:: Task ::
Please reproduce every line of the listing below, changing "woman in crowd" to "person in crowd" and keeping everything else the same.

:: Material for this task ::
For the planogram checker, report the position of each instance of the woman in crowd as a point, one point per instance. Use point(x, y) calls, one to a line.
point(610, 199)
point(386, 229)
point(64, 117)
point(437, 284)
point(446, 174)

:: Result of the task ::
For the planogram checker, report the position of each instance of the person in crowd as a point, one point per instance. Use point(x, y) calls, one to a line.
point(610, 199)
point(386, 229)
point(64, 117)
point(437, 284)
point(446, 174)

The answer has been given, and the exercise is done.